▸ Written problem 1
In the wedding homily, why does the preacher say God's design for marriage should make all the difference in the couple's choices and roles? Answer in one to three sentences.

▸ Extract provided
** begin **

Remembering What is Important About Your Marriage

My brother Tommy married his lovely fiance Lauren last Saturday.  I had the privilege of officiating their wedding.  This is the wedding homily I preached at their ceremony on Ephesians 5:21-33.

The apostle Paul is speaking to the church in Ephesus, exhorting them to “be imitators of God, as beloved children, and walk in love, as Christ loved us and gave himself up for us, a fragrant offering and sacrifice to God” (Eph 5:1-2).  This passage gives specific instructions for husbands and wives to imitate God as his children through the lens of submission.  Yes, both husbands and wives submit to one another out of reverence for the Lord Jesus Christ.  How is this so?  Paul says look at the relationship between Christ the bridegroom and the Church his bride.

Three brief points to remember:

  1. Remember who designed marriage, namely God.  We live in a culture that is currently confused about what marriage is supposed to look like.  If marriage was not God’s idea, if he did not design and institute it, then ultimately it is a human construct that we are free to redesign, reimagine, and reform according to our preferences.  But marriage is God’s idea.  Beginning in the Garden of Eden, he has given men and women marriage for the common benefit of husband and wife, for the nurture and protection of their children, to foster stability in the family, to model loving sacrificial commitment between lovers before a world that only values these things as long as it gets to make (and change) the rules.  This is what “traditional” marriage proponents argue.  But amazingly the Bible goes beyond tradition.  God’s design for marriage is that it display before a watching world the beautiful relationship between Jesus and his bride—the Church.  Tommy and Lauren, this should make all the difference for the choices you make in your marriage, the roles you play in your marriage, and the way you lovingly submit to one another in your marriage.  Why?  Because in just a little while you will no longer be Tommy Sandifer and Lauren Phillips, single guy and single girl, attached only to your family of origin, and free to live life without considering the desires of a spouse.  You are about to become a husband-wife unit—one flesh in the sight of God.  Last week I saw a guy wearing a t-shirt with a picture of a bride and groom on a video screen, and the caption read “Game Over.”  I’m here to tell you that is true!  Your single lives are over.  The rules of this game are different, and you’ll get into a lot of trouble if you play the game like “married singles.”  But God’s “game of marriage” you are about to begin has the potential to bring you much happiness if you play by the rules—because God knows best how men are to be husbands and women are to be wives.  Remember who designed marriage.

** end **

▸ Written problem 2
Rewrite the records from the line with "Task: annotate each instance of the sky" to the line with "x=321 y=147" as a Markdown table with the columns Row and Line, one numbered row per line and no blank lines.

▸ Data to process

** begin **

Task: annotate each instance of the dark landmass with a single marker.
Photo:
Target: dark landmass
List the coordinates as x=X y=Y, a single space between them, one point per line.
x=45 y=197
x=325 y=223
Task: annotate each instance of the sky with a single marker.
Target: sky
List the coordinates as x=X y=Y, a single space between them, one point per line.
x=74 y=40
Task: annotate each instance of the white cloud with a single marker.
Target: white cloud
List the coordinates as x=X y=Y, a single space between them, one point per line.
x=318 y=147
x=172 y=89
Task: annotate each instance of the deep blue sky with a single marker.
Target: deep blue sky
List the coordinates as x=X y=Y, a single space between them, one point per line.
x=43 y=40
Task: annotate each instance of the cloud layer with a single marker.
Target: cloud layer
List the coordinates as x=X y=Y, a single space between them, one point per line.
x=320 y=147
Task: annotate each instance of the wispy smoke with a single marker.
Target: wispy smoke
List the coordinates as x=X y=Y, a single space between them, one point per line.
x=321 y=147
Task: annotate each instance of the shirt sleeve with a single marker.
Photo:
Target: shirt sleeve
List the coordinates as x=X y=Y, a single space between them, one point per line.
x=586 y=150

** end **
** begin **

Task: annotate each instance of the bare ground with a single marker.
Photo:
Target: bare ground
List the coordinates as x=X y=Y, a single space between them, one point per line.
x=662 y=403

** end **

▸ Full output 1
They are about to stop living as single people tied only to their families of origin and free to ignore a spouse's desires. They are becoming a husband-wife unit, one flesh in the sight of God.

▸ Full output 2
| Row | Line |
|---|---|
| 1 | Task: annotate each instance of the sky with a single marker. |
| 2 | Target: sky |
| 3 | List the coordinates as x=X y=Y, a single space between them, one point per line. |
| 4 | x=74 y=40 |
| 5 | Task: annotate each instance of the white cloud with a single marker. |
| 6 | Target: white cloud |
| 7 | List the coordinates as x=X y=Y, a single space between them, one point per line. |
| 8 | x=318 y=147 |
| 9 | x=172 y=89 |
| 10 | Task: annotate each instance of the deep blue sky with a single marker. |
| 11 | Target: deep blue sky |
| 12 | List the coordinates as x=X y=Y, a single space between them, one point per line. |
| 13 | x=43 y=40 |
| 14 | Task: annotate each instance of the cloud layer with a single marker. |
| 15 | Target: cloud layer |
| 16 | List the coordinates as x=X y=Y, a single space between them, one point per line. |
| 17 | x=320 y=147 |
| 18 | Task: annotate each instance of the wispy smoke with a single marker. |
| 19 | Target: wispy smoke |
| 20 | List the coordinates as x=X y=Y, a single space between them, one point per line. |
| 21 | x=321 y=147 |